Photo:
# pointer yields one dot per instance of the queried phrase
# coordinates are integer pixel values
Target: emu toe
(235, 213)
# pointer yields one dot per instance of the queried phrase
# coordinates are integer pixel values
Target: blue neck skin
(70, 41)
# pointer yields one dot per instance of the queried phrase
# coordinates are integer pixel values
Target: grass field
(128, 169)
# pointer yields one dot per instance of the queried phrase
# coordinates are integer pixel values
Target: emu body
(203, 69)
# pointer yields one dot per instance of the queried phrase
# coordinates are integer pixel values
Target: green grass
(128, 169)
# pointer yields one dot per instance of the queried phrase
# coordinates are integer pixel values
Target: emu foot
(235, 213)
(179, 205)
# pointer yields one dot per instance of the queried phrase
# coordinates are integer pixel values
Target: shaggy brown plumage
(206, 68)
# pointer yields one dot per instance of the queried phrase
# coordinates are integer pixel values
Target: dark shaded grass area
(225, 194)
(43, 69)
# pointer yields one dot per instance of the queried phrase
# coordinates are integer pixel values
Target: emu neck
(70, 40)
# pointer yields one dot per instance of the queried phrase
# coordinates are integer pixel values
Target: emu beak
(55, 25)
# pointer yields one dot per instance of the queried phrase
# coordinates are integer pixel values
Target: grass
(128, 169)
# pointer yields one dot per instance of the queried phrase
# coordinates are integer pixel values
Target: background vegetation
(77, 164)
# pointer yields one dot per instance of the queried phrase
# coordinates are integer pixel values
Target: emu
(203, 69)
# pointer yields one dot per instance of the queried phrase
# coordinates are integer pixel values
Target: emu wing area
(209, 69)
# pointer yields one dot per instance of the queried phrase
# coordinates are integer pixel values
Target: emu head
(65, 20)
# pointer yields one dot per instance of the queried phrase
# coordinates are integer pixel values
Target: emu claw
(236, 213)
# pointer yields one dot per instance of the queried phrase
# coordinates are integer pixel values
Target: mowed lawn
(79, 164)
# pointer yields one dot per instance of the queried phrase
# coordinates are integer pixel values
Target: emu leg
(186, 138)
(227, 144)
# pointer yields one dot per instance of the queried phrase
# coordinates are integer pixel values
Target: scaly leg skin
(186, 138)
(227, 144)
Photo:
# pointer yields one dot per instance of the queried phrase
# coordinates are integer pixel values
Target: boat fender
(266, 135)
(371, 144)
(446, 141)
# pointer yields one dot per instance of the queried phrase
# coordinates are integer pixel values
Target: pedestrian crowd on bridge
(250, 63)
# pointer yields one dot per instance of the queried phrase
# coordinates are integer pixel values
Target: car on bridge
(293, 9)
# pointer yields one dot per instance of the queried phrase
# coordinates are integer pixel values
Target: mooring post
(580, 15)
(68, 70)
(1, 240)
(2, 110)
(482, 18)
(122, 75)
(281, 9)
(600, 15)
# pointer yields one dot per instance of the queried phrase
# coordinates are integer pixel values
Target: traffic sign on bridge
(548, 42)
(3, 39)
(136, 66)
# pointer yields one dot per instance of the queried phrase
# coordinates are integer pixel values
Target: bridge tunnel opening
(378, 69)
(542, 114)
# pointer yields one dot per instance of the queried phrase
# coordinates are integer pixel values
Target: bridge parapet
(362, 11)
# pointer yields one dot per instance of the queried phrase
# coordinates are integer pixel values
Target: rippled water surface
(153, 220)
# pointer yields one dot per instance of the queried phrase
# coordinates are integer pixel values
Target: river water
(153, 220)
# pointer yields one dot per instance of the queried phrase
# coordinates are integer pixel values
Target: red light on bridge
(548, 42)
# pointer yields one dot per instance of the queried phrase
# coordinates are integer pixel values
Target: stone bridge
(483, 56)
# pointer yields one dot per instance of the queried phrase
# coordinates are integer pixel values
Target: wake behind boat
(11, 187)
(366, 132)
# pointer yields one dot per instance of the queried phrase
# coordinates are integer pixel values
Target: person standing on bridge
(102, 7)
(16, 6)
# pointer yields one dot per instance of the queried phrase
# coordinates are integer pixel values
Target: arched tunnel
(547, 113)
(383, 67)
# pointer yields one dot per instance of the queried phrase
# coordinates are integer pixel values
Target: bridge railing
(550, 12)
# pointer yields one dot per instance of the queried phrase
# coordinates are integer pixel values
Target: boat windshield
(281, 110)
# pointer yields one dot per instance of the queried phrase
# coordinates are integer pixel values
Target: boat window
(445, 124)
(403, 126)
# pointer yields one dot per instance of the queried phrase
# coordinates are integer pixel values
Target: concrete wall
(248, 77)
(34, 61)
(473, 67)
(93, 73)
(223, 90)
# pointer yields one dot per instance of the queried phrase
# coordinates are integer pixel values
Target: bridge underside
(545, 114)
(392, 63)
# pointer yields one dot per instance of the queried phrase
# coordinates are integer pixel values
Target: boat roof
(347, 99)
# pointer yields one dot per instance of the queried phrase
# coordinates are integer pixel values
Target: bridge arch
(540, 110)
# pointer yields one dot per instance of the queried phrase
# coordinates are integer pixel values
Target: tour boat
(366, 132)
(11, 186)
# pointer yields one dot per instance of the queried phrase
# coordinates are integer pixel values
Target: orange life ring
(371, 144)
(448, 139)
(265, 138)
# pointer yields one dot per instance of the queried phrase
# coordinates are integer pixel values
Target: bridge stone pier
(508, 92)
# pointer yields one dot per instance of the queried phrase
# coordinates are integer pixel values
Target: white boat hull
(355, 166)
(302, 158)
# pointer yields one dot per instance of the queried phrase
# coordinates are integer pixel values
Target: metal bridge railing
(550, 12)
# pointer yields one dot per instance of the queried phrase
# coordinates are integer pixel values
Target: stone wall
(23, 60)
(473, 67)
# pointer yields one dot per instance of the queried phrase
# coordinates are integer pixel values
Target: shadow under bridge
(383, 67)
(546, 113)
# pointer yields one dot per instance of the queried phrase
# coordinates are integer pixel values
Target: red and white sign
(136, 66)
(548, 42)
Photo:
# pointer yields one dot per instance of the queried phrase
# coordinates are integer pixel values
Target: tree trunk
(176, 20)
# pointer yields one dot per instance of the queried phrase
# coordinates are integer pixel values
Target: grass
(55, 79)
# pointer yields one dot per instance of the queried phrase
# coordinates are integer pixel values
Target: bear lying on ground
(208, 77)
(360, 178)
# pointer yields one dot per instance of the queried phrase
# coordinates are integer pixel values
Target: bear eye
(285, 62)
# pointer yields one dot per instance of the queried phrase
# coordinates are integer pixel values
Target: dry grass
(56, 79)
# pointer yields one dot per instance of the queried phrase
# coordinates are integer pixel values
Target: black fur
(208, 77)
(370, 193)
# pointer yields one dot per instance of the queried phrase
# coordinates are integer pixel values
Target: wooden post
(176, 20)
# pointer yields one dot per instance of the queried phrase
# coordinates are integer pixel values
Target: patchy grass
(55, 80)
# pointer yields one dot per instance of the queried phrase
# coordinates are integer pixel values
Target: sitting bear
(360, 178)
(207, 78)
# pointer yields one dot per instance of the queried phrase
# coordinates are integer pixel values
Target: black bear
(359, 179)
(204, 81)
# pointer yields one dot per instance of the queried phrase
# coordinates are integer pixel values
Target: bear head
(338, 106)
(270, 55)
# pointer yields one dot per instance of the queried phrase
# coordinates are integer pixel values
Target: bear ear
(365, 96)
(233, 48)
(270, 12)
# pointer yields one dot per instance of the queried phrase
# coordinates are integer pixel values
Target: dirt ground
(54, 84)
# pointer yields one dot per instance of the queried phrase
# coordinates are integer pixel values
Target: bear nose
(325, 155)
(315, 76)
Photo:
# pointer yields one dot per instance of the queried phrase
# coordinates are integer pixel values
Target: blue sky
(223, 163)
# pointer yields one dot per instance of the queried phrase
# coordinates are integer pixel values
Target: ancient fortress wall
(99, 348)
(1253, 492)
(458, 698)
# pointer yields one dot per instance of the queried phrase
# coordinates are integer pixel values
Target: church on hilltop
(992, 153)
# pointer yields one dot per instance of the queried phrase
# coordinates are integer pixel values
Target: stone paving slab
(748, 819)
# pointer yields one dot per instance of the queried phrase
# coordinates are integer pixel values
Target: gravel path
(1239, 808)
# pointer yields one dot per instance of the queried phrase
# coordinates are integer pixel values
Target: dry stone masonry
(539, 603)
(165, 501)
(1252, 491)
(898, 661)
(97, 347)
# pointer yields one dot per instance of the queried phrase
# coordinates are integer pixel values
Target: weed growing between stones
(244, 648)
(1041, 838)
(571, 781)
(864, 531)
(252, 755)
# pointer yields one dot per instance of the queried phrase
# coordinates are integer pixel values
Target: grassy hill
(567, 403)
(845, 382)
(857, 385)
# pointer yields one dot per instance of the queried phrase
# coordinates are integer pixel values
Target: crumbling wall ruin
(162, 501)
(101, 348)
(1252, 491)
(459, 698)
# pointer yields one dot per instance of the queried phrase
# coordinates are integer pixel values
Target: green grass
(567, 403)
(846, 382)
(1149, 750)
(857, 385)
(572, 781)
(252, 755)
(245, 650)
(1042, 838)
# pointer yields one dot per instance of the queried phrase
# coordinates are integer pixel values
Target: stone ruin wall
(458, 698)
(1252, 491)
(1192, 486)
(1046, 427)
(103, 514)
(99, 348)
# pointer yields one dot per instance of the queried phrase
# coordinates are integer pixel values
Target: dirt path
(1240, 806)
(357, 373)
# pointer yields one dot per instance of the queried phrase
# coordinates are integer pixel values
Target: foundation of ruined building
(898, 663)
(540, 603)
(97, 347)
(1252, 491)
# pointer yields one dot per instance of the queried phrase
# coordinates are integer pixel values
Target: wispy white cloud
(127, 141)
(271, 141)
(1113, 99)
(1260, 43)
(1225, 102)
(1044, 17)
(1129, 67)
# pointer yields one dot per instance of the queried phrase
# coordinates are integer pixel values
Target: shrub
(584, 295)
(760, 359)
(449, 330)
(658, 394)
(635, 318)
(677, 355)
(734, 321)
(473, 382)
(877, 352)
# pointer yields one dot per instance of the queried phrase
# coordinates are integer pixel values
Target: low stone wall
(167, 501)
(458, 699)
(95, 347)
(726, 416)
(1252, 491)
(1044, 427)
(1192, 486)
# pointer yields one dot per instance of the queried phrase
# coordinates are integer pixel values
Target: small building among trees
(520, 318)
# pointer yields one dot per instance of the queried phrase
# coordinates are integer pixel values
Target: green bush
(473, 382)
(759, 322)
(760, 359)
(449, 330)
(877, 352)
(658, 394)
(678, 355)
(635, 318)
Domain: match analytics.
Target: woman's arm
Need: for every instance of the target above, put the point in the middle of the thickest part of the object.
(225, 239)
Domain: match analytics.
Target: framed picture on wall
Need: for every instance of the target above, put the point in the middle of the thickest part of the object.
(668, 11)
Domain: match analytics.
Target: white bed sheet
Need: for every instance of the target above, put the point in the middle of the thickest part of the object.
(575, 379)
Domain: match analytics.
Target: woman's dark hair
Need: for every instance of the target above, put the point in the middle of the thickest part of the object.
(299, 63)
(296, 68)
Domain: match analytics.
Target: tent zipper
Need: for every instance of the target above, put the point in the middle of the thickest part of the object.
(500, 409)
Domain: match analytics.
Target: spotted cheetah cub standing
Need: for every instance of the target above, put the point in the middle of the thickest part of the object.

- [YOUR TASK] Output consists of exactly the lines from the one containing "Target: small building among trees" to the end of the records above, retyped without change and with nothing extra.

- [PROBLEM SOLUTION]
Target: small building among trees
(520, 318)
# pointer yields one dot per instance of the queried phrase
# coordinates are integer pixel values
Target: green bush
(473, 382)
(759, 322)
(760, 359)
(449, 330)
(877, 352)
(658, 394)
(678, 355)
(635, 318)
Domain: match analytics.
Target: woman's arm
Need: for every instance of the target above, put the point in the middle of the thickest part of the object.
(225, 239)
Domain: match analytics.
Target: framed picture on wall
Need: for every instance of the target above, put the point in the middle of the thickest part of the object.
(668, 11)
Domain: match analytics.
Target: white bed sheet
Need: for every instance of the target above, put the point in the middle of the thickest part of the object.
(575, 379)
Domain: match analytics.
Target: woman's dark hair
Need: for every instance of the target above, put the point in the middle of the thickest part of the object.
(299, 63)
(296, 68)
Domain: match analytics.
Target: tent zipper
Need: for every instance of the target above, put the point in the middle of the thickest part of the object.
(500, 409)
Domain: match analytics.
Target: spotted cheetah cub standing
Need: for every instance of the target above, put the point in the middle of the thickest part of the object.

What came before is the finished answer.